═══ SUPPLIED MATERIAL ═══

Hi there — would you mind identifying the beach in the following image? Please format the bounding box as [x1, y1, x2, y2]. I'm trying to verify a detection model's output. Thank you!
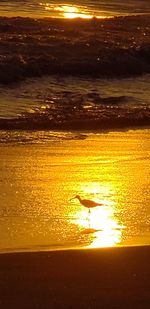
[0, 2, 150, 307]
[0, 246, 150, 308]
[0, 130, 149, 308]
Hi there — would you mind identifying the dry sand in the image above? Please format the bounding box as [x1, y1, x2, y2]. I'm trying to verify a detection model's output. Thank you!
[0, 246, 150, 308]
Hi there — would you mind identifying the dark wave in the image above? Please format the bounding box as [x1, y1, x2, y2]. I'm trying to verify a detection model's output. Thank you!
[0, 15, 150, 83]
[0, 94, 149, 130]
[0, 115, 149, 131]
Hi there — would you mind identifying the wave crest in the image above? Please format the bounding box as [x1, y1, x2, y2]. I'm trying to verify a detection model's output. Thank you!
[0, 94, 149, 130]
[0, 15, 150, 83]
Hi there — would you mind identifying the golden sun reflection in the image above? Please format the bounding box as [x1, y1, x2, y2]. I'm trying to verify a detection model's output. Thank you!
[70, 181, 124, 248]
[61, 6, 93, 19]
[74, 207, 124, 248]
[40, 3, 107, 19]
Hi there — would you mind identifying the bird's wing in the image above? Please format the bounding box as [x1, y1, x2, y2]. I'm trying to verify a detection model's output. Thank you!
[82, 199, 101, 208]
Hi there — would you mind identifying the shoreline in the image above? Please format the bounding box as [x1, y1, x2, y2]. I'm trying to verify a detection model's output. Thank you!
[0, 243, 149, 256]
[0, 245, 150, 308]
[0, 120, 149, 132]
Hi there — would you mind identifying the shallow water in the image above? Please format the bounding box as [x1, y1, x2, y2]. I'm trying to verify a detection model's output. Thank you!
[0, 129, 149, 252]
[0, 74, 150, 132]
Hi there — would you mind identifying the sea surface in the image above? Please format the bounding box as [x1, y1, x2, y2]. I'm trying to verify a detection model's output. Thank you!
[0, 1, 150, 252]
[0, 74, 150, 133]
[0, 13, 150, 130]
[0, 0, 150, 18]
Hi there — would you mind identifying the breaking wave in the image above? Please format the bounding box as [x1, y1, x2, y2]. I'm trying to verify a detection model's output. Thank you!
[0, 93, 149, 131]
[0, 15, 150, 83]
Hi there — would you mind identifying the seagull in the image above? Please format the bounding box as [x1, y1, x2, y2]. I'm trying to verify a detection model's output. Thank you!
[71, 195, 103, 213]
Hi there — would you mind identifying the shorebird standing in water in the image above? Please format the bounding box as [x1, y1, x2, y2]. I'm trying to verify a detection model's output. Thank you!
[71, 195, 103, 213]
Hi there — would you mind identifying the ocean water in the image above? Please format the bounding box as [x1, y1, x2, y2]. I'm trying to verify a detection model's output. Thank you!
[0, 0, 150, 18]
[0, 1, 150, 252]
[0, 74, 150, 133]
[0, 13, 150, 131]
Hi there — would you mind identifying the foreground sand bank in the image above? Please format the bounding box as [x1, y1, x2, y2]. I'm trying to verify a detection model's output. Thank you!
[0, 246, 150, 308]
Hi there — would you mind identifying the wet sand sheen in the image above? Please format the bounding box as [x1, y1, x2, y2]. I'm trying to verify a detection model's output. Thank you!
[0, 129, 149, 252]
[0, 246, 150, 308]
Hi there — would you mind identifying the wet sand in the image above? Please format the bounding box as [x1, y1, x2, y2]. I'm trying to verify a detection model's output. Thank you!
[0, 129, 150, 251]
[0, 246, 150, 308]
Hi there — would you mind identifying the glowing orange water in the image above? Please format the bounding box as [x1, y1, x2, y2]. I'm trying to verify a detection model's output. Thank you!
[40, 3, 108, 19]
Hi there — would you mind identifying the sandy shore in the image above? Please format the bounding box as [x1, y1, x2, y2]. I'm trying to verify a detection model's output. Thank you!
[0, 246, 149, 308]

═══

*PROBLEM TO WORK ON:*
Leaving out the pictures, transcribe the material above exactly.

*SOLUTION:*
Hi there — would you mind identifying the beach in the following image? Please format the bounding box as [x1, y1, x2, y2]. I'm trying to verify a detection model's output. Thank you!
[0, 2, 150, 307]
[0, 246, 150, 308]
[0, 130, 149, 308]
Hi there — would you mind identifying the dry sand in the image above? Please format the bounding box as [x1, y1, x2, y2]. I'm trying to verify a detection model's output. Thank you!
[0, 246, 150, 308]
Hi there — would you mind identifying the dark wave in the image above? Please format the bounding box as [x1, y1, x2, y2]. I'm trying to verify a detection model's output. Thank you!
[0, 15, 150, 83]
[0, 94, 149, 130]
[0, 115, 149, 131]
Hi there — would you mind identifying the wave crest in the image above? Please format the bounding box as [x1, y1, x2, y2]. I'm trying to verify a detection model's output. Thank you!
[0, 94, 149, 130]
[0, 15, 150, 83]
Hi there — would you mind identifying the golden sun reflection in the image above? Please format the bounding box as [x1, y1, x2, y2]. I'm trying to verify a detection model's output. Thank you!
[70, 181, 124, 248]
[61, 6, 93, 19]
[74, 207, 124, 248]
[40, 3, 107, 19]
Hi there — would you mind identifying the bird's wing in the image above? Please format the bounding box as [x1, y1, x2, y2]. I'm trying to verify a detection model's output. Thank you!
[82, 199, 101, 208]
Hi there — would you mind identifying the shoreline in the image above? Please format the bounding box as [x1, y1, x2, y2]. I'm trying to verify a detection model's output. Thank you!
[0, 243, 149, 256]
[0, 245, 150, 308]
[0, 120, 149, 132]
Hi there — would you mind identifying the shallow water in the image above? Please format the bounding box as [x1, y1, x2, y2]. I'm trying to verify a detection model's output. Thank you!
[0, 129, 149, 252]
[0, 74, 150, 132]
Hi there — would you mind identifying the sea surface in the image above? Please format the bounding box as [x1, y1, x2, y2]. I'm trying to verify a detection model's output. Thank you!
[0, 1, 150, 252]
[0, 74, 150, 133]
[0, 13, 150, 130]
[0, 0, 150, 18]
Hi there — would you mind identifying the breaking wave in the image above? Please format the bounding box as [x1, y1, x2, y2]. I'm trying to verify a detection model's output. Thank you!
[0, 93, 149, 131]
[0, 15, 150, 83]
Hi there — would you mind identifying the seagull in the image above? Please format the bounding box as [x1, y1, x2, y2]. I'm trying to verify a detection model's output. Thank you!
[71, 195, 103, 213]
Hi there — would you mind identifying the shorebird standing in water in the image above? Please format the bounding box as [x1, y1, x2, y2]. I'm trying to verify a detection model's output. Thank you!
[71, 195, 103, 213]
Hi there — would you mind identifying the ocean water in the image above? Please format the bounding box as [x1, y1, x2, y2]. I'm trying to verify a detection model's output. Thank you!
[0, 0, 150, 18]
[0, 1, 150, 252]
[0, 74, 150, 133]
[0, 13, 150, 131]
Hi there — would you mind identifying the foreground sand bank in the image above? Please format the bounding box as [x1, y1, x2, y2]. I'm trying to verify a detection model's output. Thank you!
[0, 246, 150, 308]
Hi there — would you mind identifying the wet sand sheen in the image above? Please format the bounding box as [x1, y1, x2, y2]. I'm trying to verify a detection model's output. Thank you!
[0, 129, 149, 252]
[0, 246, 150, 308]
Hi there — would you mind identifying the wet sand in the image above? Please format the bounding box as [x1, y1, x2, y2]. I'm trying to verify a detection model's output. Thank you!
[0, 129, 150, 251]
[0, 246, 150, 308]
Hi there — would you mind identifying the glowing orange water in the image above? Please format the bounding box as [x1, y1, x2, y2]. I'm trying to verify a detection model's output. Thank you!
[40, 3, 108, 19]
Hi there — would you mind identifying the sandy shore in the image above? Please format the bounding box as [x1, y1, x2, y2]. I'm trying to verify a detection model's output. Thank you!
[0, 246, 149, 308]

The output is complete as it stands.